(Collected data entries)
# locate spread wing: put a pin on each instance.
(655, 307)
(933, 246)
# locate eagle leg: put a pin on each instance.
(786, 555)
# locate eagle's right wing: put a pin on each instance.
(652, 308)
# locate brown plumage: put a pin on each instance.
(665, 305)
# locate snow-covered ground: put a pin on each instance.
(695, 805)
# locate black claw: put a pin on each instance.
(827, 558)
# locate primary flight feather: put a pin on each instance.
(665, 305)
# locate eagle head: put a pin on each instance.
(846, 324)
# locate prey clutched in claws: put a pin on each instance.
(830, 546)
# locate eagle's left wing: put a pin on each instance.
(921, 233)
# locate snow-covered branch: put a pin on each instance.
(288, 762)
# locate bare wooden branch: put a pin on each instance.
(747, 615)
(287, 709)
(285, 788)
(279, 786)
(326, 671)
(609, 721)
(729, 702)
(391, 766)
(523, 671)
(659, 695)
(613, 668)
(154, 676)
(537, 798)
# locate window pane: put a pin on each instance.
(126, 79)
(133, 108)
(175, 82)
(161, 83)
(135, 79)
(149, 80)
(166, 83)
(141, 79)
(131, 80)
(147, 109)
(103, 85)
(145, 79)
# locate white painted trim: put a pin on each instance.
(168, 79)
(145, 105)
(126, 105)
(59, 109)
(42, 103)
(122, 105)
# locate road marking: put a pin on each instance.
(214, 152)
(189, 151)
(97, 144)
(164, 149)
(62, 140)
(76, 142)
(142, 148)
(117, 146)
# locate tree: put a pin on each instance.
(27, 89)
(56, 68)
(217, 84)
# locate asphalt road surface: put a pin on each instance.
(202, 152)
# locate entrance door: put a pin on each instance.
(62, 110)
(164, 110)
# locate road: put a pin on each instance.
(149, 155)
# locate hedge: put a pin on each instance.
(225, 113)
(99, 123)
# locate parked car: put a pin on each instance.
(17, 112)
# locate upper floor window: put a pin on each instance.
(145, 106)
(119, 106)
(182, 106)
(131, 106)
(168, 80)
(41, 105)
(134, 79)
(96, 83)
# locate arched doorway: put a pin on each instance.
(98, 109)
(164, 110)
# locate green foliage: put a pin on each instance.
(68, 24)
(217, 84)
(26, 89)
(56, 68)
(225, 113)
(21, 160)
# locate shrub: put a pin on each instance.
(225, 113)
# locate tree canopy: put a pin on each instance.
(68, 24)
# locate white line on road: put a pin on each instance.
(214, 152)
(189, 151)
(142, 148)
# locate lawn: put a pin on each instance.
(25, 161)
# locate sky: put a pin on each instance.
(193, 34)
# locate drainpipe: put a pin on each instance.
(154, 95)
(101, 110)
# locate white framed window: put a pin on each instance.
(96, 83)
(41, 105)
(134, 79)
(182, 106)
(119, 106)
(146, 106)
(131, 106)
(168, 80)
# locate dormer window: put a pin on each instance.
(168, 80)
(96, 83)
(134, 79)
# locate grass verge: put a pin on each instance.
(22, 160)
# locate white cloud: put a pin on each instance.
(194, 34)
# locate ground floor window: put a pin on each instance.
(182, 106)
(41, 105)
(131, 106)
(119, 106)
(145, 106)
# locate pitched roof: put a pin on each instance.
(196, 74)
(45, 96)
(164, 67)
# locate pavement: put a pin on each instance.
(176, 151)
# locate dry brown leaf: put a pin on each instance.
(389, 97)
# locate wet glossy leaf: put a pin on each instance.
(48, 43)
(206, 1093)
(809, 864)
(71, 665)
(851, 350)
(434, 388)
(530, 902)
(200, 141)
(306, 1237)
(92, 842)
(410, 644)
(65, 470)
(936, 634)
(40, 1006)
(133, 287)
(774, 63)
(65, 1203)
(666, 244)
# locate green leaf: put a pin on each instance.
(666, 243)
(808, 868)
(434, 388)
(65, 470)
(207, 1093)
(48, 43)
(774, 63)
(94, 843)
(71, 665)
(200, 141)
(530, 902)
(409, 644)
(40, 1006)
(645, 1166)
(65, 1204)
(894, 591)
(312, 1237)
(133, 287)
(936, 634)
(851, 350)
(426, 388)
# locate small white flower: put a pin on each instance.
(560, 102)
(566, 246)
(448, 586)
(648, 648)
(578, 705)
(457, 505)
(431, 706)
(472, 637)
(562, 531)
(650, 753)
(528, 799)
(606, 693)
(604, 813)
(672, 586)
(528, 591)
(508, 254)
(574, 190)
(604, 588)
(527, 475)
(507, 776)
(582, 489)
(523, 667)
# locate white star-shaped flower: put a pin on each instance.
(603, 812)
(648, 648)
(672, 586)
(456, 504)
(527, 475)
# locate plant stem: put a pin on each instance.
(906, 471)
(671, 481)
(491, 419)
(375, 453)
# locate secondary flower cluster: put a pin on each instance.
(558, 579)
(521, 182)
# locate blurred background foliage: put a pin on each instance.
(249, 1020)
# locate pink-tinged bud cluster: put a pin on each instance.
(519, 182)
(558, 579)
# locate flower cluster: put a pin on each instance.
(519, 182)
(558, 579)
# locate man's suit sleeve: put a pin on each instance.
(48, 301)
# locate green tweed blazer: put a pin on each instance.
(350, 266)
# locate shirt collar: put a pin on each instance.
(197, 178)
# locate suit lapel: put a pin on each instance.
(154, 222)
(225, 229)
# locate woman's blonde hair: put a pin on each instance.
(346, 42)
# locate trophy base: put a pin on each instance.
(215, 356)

> _JOB_:
Format all of the records as a two-column CSV with the headers "prompt" and "points", one row per record. Put each field in double quotes and turn any line breaks into spaces.

> _EXERCISE OUTPUT_:
prompt,points
"# locate spread wing: put a pin on each instance.","(655, 307) (933, 246)"
"# locate eagle leg: put a pin on each instance.","(786, 555)"
"# locate eagle's right wing: put a pin on each instance.","(652, 308)"
"# locate brown plumage: put a pin on each instance.","(665, 305)"
"# locate snow-covered ground: put a pin on each instance.","(695, 805)"
"# locate black claw: put a pin on each instance.","(827, 558)"
"# locate primary flight feather: put a pin on each instance.","(665, 305)"
"# locate eagle head: put a pin on each instance.","(846, 324)"
"# locate prey clutched in claws: put a pin on each instance.","(830, 546)"
"# locate eagle's left wing: put a pin on each instance.","(921, 233)"
"# locate snow-covered branch: put a pin on each instance.","(288, 762)"
"# locate bare wooden branch: put a pin on each instance.","(747, 615) (287, 709) (285, 788) (279, 786) (326, 671) (609, 721) (729, 702) (391, 766) (523, 671) (659, 695) (613, 668) (154, 676) (537, 798)"
"# locate window pane: put a pin on each instance.","(126, 79) (133, 108) (175, 82) (161, 83) (135, 79) (149, 80) (166, 83) (141, 79) (131, 80) (147, 109) (103, 85) (145, 79)"
"# locate white painted trim: put a pin on each instance.","(168, 79) (145, 105) (126, 105) (59, 109) (42, 103) (122, 105)"
"# locate road marking: put a pin on each instance.","(214, 152) (189, 151) (97, 144) (164, 149) (62, 140) (76, 142) (142, 148) (117, 146)"
"# locate tree: put a pin on each instance.","(27, 89) (56, 68) (217, 84)"
"# locate asphalt road surface: put a pin on each instance.","(202, 152)"
"# locate entrance door: put a pin on each instance.","(62, 110) (164, 110)"
"# locate road: put a pin on each instance.","(149, 155)"
"# locate hedge: put a pin on each instance.","(225, 113) (99, 123)"
"# locate parked car: put a pin on each instance.","(17, 112)"
"# locate upper floor window: put a pin on each instance.","(145, 106) (119, 106) (182, 106) (131, 106) (168, 80) (41, 105) (134, 79) (96, 83)"
"# locate arched doorway: put a pin on each instance.","(98, 109) (164, 110)"
"# locate green foliage: put a pin on each instance.","(68, 24) (217, 84) (26, 89) (56, 68) (225, 113) (21, 160)"
"# locate shrub: put a pin on each instance.","(225, 113)"
"# locate tree canopy: put a pin on each instance.","(68, 24)"
"# locate white line on road: put a pin on each instance.","(214, 152) (189, 151) (142, 148)"
"# locate lawn: put a pin on each instance.","(25, 161)"
"# locate sky: put a pin on each instance.","(193, 34)"
"# locate drainpipe: put a pin on each instance.","(154, 95) (101, 110)"
"# locate white framed window: put a pin on each instance.","(96, 83) (41, 105) (134, 79) (182, 106) (119, 106) (146, 106) (131, 106) (168, 80)"
"# locate dormer window: put a pin on each instance.","(168, 80) (96, 83) (134, 79)"
"# locate grass verge: put a pin on each instance.","(22, 160)"
"# locate white cloud: put a pin on each instance.","(194, 34)"
"# locate ground floor window: put a pin on each instance.","(182, 106) (41, 105) (131, 106) (119, 106) (145, 106)"
"# locate pitched roof: put a pin on each instance.","(196, 74) (45, 96) (164, 67)"
"# locate pavement: put a pin on each instance.","(176, 151)"
"# locate dry brown leaf: put a pin on each instance.","(389, 97)"
"# locate wet glossy leaf: put a pin on each instance.","(48, 43) (206, 1093) (809, 864) (71, 665) (851, 350) (434, 388) (530, 902) (200, 141) (306, 1237) (92, 842) (410, 644) (65, 470) (936, 634) (40, 1006) (133, 287) (774, 63) (65, 1203) (666, 244)"
"# locate green leaf: put a pin on each instance.","(666, 243) (808, 868) (434, 388) (65, 470) (207, 1093) (48, 43) (774, 63) (94, 843) (71, 665) (200, 141) (530, 902) (409, 644) (40, 1006) (645, 1166) (65, 1204) (894, 591) (312, 1237) (133, 287) (936, 634) (851, 350) (426, 388)"
"# locate small white flower: put a pin on each instance.","(560, 102) (566, 246) (448, 586) (648, 648) (578, 705) (457, 505) (431, 706) (472, 637) (562, 531) (650, 753) (528, 799) (606, 693) (604, 813) (672, 586) (528, 591) (508, 254) (574, 190) (604, 588) (527, 475) (507, 776) (582, 489) (523, 667)"
"# locate white star-shaped flower: put a pin on each instance.","(603, 812) (648, 648) (672, 586) (456, 504) (527, 475)"
"# locate plant stem: put a pin on each instance.","(906, 471) (671, 481) (491, 419) (375, 453)"
"# locate secondary flower cluster: put a pin on each instance.","(558, 579) (521, 182)"
"# locate blurred background foliage: put a pin on each instance.","(249, 1020)"
"# locate pink-tinged bud cluster: put a pin on each instance.","(519, 182) (558, 579)"
"# locate flower cluster: put a pin on each instance.","(519, 182) (558, 579)"
"# locate man's suit sleeve: put a pin on each instance.","(48, 301)"
"# locate green tweed blazer: put a pin on each instance.","(350, 266)"
"# locate shirt collar: put a pin on each instance.","(197, 178)"
"# locate suit lapel: put a pin on each instance.","(154, 222) (225, 229)"
"# locate woman's blonde hair: put a pin on each instance.","(346, 42)"
"# locate trophy base: put a pin on each instance.","(215, 356)"